_EXCERPTED DATA_
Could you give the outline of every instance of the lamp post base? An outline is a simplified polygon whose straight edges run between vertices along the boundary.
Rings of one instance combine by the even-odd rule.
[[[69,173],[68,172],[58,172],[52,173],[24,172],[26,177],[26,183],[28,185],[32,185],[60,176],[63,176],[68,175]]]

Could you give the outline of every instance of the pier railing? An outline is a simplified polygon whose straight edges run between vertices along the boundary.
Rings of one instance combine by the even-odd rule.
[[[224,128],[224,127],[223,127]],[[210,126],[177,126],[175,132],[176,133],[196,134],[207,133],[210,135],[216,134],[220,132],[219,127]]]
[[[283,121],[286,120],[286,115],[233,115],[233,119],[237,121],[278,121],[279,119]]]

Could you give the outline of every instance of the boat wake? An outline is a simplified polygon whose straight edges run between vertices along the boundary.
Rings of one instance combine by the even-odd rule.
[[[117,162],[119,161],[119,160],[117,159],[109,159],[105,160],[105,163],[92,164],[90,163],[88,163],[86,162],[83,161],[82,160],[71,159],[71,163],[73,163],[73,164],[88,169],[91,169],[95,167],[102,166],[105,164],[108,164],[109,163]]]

---

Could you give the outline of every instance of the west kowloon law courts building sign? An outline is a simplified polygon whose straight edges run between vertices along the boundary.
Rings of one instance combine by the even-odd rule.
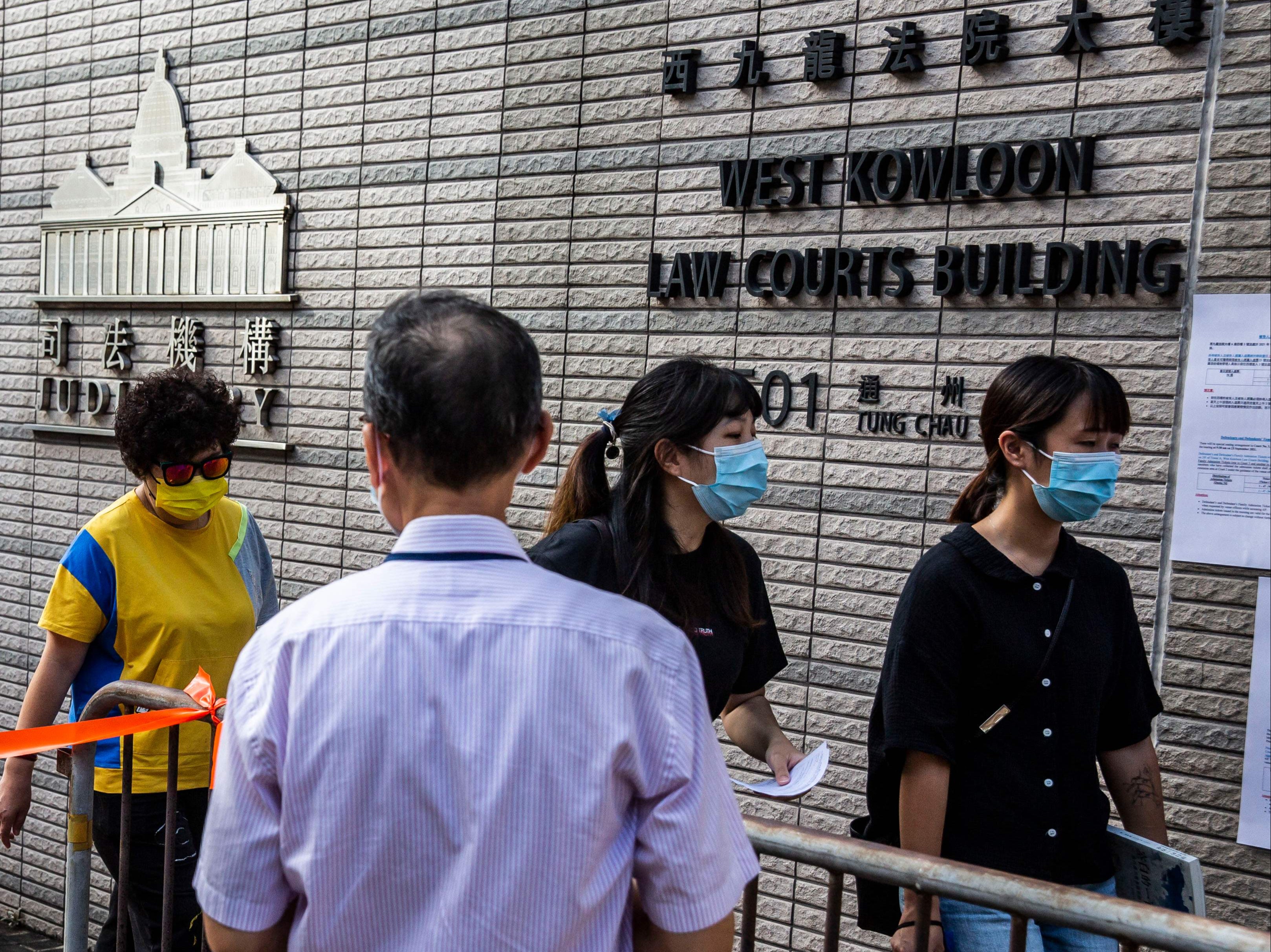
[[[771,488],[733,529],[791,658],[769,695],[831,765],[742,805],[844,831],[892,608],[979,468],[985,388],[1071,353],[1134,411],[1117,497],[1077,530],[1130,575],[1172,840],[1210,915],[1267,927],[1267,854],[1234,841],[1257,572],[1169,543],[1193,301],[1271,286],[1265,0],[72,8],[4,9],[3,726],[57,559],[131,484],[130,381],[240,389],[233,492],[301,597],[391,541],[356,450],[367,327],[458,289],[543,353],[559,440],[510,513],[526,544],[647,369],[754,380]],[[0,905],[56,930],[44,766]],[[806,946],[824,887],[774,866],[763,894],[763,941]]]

_TASK STATEMENT_
Can you gather every line of the listing above that contains the word "boundary"? Case counts.

_WORKED ANSWER_
Could you give the outline of every instance of the lamp post base? An outline is a simplified polygon whose straight edges run between vertices along the boundary.
Could you give the outline of every instance of the pier railing? An outline is a simplified polygon whose straight edges run between vertices along the boundary.
Could you give the outline of every instance of the boat wake? An outline is a simplified polygon whose straight edges run between vertices along the boundary.
Could you give the outline of every instance of the west kowloon law courts building sign? An outline is a simplified polygon whose straight edges run between vertices along the boundary.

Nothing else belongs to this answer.